● **TRECHO**
==*==
No entanto, o que pouca gente sabe é que bem antes da onda de food trucks chegar ao Plano Piloto, Alexandre de Souza Santos já tinha conquistado clientelas no Gama, Santa Maria, Samambaia e Valparaíso.

Alexandre é o Geléia que dá nome ao truck. O empresário de 43 anos prefere que o chamem sempre pelo apelido, ganhado quando ainda era taxista. Em 2004, ele largou o volante para abrir um cachorro-quente em sua cidade natal, o Gama, batizado Dog do Geléia.


“Comendo pelas beiradas”
Ao longo de 11 anos, o Dog se espalhou por outras quatro cidades. Enquanto não realizava o sonho de chegar ao Plano Piloto, Geléia ia “comendo pelas beiradas”, como diz André Hallanne, sobrinho e coordenador de atendimento da rede de hamburguerias.

“Se um sanduíche está mal montado, ele manda voltar. Depois de mim, é quem sabe de tudo”, afirma Geléia. Aliás, o ex-taxista não nega o crédito a suas parcerias. Uma delas, essencial, foi a que fez com o amigo Jerry Omar Correia, assassinado em agosto do ano passado.

Dono de pizzaria, também no Gama, Jerry resolveu investir em food truck em 2015 e convenceu o amigo a ir junto. Mais que isso, deixou com ele 18 receitas de hambúrgueres testadas. Uma herança que Geléia ainda nem explorou totalmente — serve nove na loja de Águas Claras; quatro nos trucks.


Paladar aguçado
“Não sei cozinhar, mas tenho paladar”, afirma. E é com o paladar que ele controla a qualidade do que serve aos clientes. “Depois de ter oito lojas, e fechar três ou quatro, aprendi que tinha que ter um padrão e não cada uma funcionando de um jeito”, ele conta.
==*==
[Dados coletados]
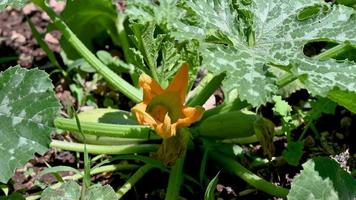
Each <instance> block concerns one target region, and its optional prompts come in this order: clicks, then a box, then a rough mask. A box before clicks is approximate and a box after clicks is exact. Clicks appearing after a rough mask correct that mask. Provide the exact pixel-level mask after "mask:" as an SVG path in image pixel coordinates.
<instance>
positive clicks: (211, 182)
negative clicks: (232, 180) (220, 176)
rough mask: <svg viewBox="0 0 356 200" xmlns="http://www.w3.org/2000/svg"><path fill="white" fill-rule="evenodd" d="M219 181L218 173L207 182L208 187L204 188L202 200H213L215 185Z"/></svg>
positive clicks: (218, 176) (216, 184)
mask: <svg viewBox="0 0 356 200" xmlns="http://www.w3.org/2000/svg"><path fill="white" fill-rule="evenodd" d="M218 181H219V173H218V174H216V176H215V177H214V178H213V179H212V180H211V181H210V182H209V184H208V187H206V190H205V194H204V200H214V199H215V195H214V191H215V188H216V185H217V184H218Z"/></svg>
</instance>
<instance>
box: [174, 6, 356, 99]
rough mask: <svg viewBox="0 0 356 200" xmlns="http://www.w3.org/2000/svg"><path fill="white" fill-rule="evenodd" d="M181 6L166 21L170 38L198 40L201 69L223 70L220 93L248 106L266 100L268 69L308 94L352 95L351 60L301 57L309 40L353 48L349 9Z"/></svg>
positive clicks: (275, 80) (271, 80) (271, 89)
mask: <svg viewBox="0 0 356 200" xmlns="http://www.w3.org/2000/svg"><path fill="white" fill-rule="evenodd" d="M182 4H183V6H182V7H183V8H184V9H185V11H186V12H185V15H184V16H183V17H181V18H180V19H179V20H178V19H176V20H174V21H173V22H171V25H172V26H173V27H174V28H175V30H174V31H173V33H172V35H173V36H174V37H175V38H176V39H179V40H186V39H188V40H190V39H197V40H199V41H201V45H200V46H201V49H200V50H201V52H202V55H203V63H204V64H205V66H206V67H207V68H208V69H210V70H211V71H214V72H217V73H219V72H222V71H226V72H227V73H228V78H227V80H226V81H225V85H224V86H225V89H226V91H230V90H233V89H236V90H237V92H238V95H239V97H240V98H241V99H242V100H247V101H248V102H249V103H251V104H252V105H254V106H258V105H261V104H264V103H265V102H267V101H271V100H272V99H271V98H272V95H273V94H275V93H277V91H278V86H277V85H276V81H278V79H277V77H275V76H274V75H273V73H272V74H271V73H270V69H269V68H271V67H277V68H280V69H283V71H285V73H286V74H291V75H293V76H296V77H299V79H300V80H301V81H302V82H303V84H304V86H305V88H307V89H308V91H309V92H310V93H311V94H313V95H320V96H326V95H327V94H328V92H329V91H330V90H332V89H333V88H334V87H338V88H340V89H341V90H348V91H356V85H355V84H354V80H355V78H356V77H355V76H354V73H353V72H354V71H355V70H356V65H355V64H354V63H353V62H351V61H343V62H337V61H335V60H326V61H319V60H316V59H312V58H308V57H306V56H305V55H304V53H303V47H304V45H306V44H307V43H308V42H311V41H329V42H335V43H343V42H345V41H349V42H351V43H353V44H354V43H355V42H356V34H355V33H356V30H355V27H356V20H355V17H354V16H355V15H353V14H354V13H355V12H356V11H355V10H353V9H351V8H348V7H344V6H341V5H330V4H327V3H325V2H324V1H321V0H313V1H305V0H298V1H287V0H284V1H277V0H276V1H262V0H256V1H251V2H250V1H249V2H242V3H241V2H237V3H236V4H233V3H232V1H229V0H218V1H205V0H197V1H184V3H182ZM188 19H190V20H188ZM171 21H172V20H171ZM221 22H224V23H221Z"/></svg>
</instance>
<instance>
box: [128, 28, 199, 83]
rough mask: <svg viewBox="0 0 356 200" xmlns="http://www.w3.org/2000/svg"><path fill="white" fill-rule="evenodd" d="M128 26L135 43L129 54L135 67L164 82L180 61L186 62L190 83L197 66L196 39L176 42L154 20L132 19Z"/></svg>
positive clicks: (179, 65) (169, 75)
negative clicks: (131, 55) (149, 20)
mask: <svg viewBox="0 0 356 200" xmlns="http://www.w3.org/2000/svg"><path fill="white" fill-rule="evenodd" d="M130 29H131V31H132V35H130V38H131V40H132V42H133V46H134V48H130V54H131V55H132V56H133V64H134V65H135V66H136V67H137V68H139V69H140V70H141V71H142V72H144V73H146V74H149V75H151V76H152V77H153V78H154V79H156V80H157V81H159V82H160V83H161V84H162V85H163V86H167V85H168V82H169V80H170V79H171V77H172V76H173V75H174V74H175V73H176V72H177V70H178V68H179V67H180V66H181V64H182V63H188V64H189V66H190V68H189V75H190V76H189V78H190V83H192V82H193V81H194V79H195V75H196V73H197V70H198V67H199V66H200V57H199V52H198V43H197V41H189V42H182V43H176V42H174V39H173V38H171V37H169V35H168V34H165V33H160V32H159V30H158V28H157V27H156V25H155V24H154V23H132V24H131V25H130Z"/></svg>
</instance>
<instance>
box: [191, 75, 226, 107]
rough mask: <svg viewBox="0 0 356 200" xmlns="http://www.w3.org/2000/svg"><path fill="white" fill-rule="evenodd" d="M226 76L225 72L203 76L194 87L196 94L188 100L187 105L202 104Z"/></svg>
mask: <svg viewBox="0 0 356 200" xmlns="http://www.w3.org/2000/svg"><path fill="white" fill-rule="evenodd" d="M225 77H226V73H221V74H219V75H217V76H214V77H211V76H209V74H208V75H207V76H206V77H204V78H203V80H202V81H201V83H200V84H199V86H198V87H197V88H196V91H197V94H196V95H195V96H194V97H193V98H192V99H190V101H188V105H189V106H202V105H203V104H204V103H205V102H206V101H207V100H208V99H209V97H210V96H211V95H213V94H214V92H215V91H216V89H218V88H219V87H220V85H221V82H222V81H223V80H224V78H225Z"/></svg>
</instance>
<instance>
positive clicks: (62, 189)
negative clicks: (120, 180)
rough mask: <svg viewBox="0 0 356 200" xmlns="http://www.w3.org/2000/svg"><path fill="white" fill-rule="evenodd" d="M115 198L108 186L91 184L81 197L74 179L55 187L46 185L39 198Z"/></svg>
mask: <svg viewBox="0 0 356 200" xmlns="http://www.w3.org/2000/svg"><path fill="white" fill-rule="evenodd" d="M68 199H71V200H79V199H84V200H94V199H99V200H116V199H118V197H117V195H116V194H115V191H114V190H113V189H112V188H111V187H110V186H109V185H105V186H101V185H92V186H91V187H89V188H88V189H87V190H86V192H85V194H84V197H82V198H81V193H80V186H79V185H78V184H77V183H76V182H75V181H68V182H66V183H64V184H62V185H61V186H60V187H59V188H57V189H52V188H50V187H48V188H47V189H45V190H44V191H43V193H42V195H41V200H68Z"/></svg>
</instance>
==*==
● **TAREFA 1**
Responda com base no trecho sobre o Geléia:
(a) Em que ano Alexandre largou o volante para abrir o cachorro-quente?
(b) Quantas receitas de hambúrgueres testadas Jerry deixou com o amigo?
(c) Que função André Hallanne exerce na rede de hamburguerias?
● **TAREFA 2**
Escreva a continuação do trecho sobre o Geléia, começando depois da última frase.
As linhas não têm nenhum papel nesta atividade.

● **RESPOSTA 1**
(a) Em 2004.
(b) 18 receitas.
(c) É coordenador de atendimento.

● **RESPOSTA 2**
Montou então uma central de produção, onde pode ser encontrado diariamente. Ali são preparados a carne, os pães, as maioneses (normal e de alho) e a cebola que chega caramelizada ao sanduíche. “Tudo fresco, feito dia a dia. Isso era uma coisa em que o Jerry insistia”, ressalta o empresário.

Ele reclama para si o pioneirismo do hambúrguer com pão preto e cebola caramelizada. Diz que depois todo mundo começou a fazer. “Mas igual ao nosso não tem”, propagandeia, com o orgulho de quem serve 60 mil hambúrgueres por mês.

As contas quem faz é Kátia Pires, 34 anos, a esposa, uma ex-enfermeira que tirou o uniforme branco para ajudar o marido quando ele se tornou empreendedor do ramo de comida. “Boleto, nota fiscal, isso é com ela. Kátia é o coração de tudo. Sem ela eu ainda estava num carrinho de cachorro-quente”.